Search the data for "waterfront" and copy every matching line.

§

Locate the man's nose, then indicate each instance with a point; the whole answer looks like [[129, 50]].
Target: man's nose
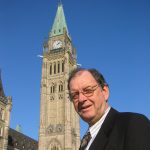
[[81, 97]]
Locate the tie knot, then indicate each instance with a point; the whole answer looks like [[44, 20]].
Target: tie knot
[[85, 140]]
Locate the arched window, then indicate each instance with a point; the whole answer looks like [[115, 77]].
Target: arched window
[[54, 68], [58, 67], [52, 89], [50, 69], [62, 66]]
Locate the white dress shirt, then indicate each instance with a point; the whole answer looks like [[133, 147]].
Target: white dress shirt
[[96, 127]]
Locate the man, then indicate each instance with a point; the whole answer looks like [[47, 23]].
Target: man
[[108, 128]]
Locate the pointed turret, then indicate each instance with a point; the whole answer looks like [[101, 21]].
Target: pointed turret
[[59, 23], [1, 87]]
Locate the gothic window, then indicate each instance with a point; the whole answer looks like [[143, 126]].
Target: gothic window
[[50, 71], [60, 88], [62, 66], [1, 131], [54, 68], [52, 89], [58, 67], [54, 148], [1, 113]]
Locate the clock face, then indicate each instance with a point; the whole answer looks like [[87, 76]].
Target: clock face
[[57, 44]]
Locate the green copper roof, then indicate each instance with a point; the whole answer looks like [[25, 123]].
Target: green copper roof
[[59, 22]]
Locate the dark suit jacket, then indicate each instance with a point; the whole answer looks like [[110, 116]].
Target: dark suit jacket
[[123, 131]]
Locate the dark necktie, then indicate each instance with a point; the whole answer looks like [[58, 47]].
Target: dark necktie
[[85, 140]]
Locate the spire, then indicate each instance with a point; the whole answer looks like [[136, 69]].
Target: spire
[[19, 128], [1, 86], [59, 22]]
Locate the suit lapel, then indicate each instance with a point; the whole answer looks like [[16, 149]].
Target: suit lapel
[[102, 137]]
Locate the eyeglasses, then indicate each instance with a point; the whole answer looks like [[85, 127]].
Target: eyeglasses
[[88, 91]]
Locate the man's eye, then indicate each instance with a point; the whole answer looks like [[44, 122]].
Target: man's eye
[[88, 91], [74, 95]]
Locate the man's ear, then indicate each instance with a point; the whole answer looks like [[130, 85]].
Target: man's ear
[[105, 91]]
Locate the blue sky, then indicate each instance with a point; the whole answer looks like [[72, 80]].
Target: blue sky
[[112, 36]]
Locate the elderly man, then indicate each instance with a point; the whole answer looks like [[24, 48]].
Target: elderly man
[[108, 128]]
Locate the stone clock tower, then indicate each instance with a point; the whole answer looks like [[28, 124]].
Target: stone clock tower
[[59, 123]]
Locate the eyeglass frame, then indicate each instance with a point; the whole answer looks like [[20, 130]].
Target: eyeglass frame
[[84, 92]]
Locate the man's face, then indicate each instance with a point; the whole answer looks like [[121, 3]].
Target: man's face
[[90, 108]]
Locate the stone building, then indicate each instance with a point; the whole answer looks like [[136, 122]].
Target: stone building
[[59, 123], [5, 109], [11, 139]]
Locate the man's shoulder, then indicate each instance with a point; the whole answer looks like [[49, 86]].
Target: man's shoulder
[[132, 119]]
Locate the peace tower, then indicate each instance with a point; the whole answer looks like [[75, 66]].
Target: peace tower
[[59, 123]]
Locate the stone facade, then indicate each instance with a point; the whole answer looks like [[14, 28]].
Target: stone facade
[[5, 109], [59, 123]]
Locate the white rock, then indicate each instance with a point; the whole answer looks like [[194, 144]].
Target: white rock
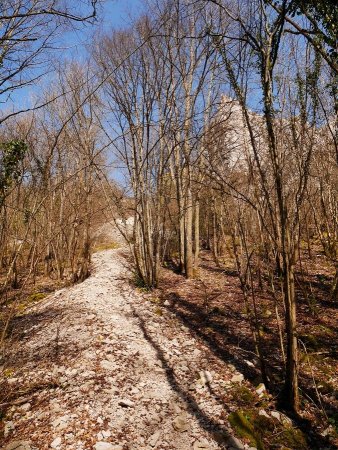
[[18, 445], [106, 446], [276, 415], [26, 407], [235, 443], [56, 443], [237, 378], [107, 365], [154, 439], [9, 426], [181, 424], [126, 403], [261, 389], [202, 444]]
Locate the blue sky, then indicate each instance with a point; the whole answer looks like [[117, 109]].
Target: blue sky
[[113, 14]]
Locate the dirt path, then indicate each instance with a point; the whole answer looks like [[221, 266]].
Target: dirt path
[[99, 366]]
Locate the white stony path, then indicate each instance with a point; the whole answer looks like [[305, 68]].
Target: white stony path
[[101, 367]]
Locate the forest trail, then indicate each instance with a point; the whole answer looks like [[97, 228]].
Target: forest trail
[[100, 366]]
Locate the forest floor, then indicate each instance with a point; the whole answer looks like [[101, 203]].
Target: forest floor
[[104, 365]]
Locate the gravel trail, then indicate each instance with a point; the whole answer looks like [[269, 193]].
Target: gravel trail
[[101, 366]]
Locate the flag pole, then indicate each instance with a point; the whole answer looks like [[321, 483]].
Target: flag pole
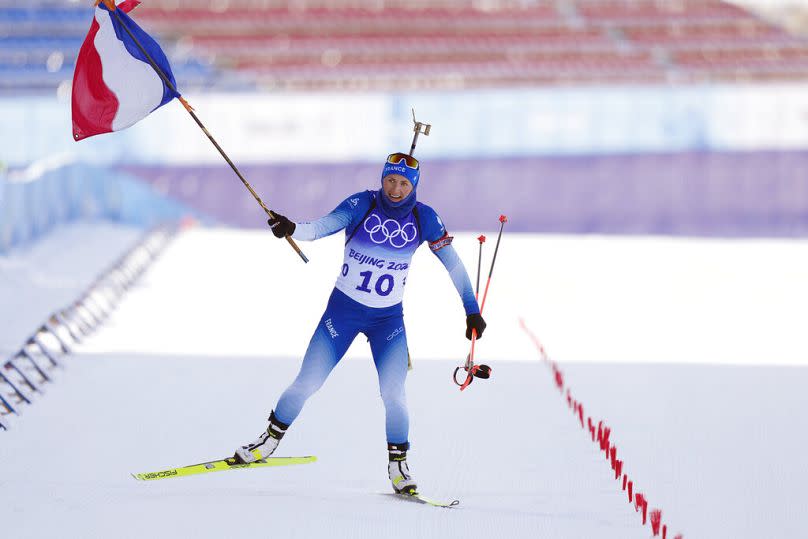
[[110, 4]]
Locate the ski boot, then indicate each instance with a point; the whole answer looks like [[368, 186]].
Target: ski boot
[[265, 445], [398, 471]]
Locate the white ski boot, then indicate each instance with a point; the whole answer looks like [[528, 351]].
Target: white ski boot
[[265, 445], [398, 471]]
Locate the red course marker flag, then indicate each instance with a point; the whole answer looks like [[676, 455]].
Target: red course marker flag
[[114, 83]]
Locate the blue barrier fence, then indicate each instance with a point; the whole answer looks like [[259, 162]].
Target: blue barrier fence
[[35, 200]]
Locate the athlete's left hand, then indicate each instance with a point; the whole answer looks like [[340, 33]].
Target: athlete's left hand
[[475, 321]]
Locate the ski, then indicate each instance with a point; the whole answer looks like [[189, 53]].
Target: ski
[[220, 465], [416, 497]]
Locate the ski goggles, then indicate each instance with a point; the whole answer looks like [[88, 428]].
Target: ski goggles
[[396, 158]]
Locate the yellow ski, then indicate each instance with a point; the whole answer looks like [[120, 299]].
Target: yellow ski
[[220, 465]]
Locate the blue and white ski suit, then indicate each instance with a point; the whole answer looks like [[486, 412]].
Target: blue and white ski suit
[[367, 299]]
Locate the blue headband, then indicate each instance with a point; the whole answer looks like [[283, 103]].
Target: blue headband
[[412, 174]]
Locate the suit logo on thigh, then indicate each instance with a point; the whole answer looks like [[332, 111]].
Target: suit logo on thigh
[[331, 330]]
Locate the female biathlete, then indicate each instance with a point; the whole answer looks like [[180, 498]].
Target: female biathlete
[[383, 229]]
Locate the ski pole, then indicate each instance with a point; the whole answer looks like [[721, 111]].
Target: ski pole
[[481, 371], [110, 4]]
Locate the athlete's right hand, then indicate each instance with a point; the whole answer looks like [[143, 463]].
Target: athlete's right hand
[[280, 225]]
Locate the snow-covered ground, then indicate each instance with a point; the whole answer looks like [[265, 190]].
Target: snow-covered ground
[[693, 351]]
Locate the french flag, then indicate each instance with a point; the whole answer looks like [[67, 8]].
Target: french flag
[[114, 84]]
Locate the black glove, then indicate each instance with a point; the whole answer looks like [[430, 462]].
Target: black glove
[[280, 225], [475, 321]]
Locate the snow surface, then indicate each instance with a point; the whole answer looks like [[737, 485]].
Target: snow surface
[[692, 351], [50, 274]]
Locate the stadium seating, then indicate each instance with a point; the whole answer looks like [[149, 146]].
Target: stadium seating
[[390, 44]]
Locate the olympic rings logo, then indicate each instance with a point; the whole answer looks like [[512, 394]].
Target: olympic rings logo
[[390, 231]]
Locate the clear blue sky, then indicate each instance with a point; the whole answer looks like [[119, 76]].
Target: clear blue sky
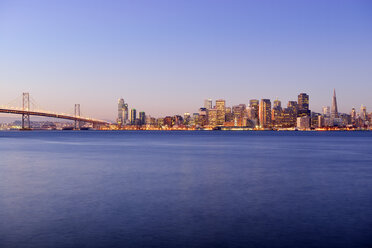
[[166, 57]]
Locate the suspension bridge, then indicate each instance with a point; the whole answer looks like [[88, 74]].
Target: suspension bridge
[[29, 107]]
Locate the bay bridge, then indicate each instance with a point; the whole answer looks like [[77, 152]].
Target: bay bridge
[[26, 111]]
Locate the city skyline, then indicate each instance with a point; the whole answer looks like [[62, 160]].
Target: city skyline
[[153, 54]]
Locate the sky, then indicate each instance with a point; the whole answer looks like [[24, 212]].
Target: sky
[[166, 57]]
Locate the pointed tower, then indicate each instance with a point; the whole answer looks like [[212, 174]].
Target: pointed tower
[[334, 110]]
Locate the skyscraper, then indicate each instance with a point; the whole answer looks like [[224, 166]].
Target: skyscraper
[[265, 113], [133, 116], [277, 104], [363, 113], [142, 117], [254, 105], [208, 103], [221, 111], [122, 112], [326, 111], [334, 110], [303, 105]]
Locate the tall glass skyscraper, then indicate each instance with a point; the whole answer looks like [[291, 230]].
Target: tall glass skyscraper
[[208, 103], [265, 113], [334, 110]]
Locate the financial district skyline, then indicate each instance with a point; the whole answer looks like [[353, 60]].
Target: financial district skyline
[[257, 114]]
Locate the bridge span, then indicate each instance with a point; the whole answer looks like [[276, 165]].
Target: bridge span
[[26, 112]]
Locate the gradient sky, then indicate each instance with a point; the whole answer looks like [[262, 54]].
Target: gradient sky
[[166, 57]]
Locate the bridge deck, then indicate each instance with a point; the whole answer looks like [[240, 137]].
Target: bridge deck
[[53, 115]]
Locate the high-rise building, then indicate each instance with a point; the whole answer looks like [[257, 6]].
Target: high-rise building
[[133, 116], [212, 117], [120, 118], [265, 113], [208, 103], [277, 104], [334, 110], [327, 111], [221, 110], [238, 114], [303, 105], [276, 114], [142, 117], [254, 105], [363, 113], [353, 115], [289, 115]]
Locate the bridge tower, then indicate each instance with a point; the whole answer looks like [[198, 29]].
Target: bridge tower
[[77, 114], [26, 107]]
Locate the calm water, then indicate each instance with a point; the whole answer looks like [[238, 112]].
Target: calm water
[[185, 189]]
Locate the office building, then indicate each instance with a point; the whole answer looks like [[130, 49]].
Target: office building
[[254, 106], [265, 113], [133, 116], [208, 103], [334, 110], [221, 110], [303, 105], [142, 118]]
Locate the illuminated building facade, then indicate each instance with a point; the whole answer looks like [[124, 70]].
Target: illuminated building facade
[[303, 105], [208, 103], [133, 116], [142, 118], [265, 113], [221, 110]]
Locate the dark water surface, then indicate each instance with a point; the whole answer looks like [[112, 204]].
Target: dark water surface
[[185, 189]]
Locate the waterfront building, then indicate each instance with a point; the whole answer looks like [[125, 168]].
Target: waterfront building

§

SOLVED PROBLEM:
Locate the waterfront building, then indicate each instance with a point; the whole answer looks like [[125, 168]].
Target: waterfront building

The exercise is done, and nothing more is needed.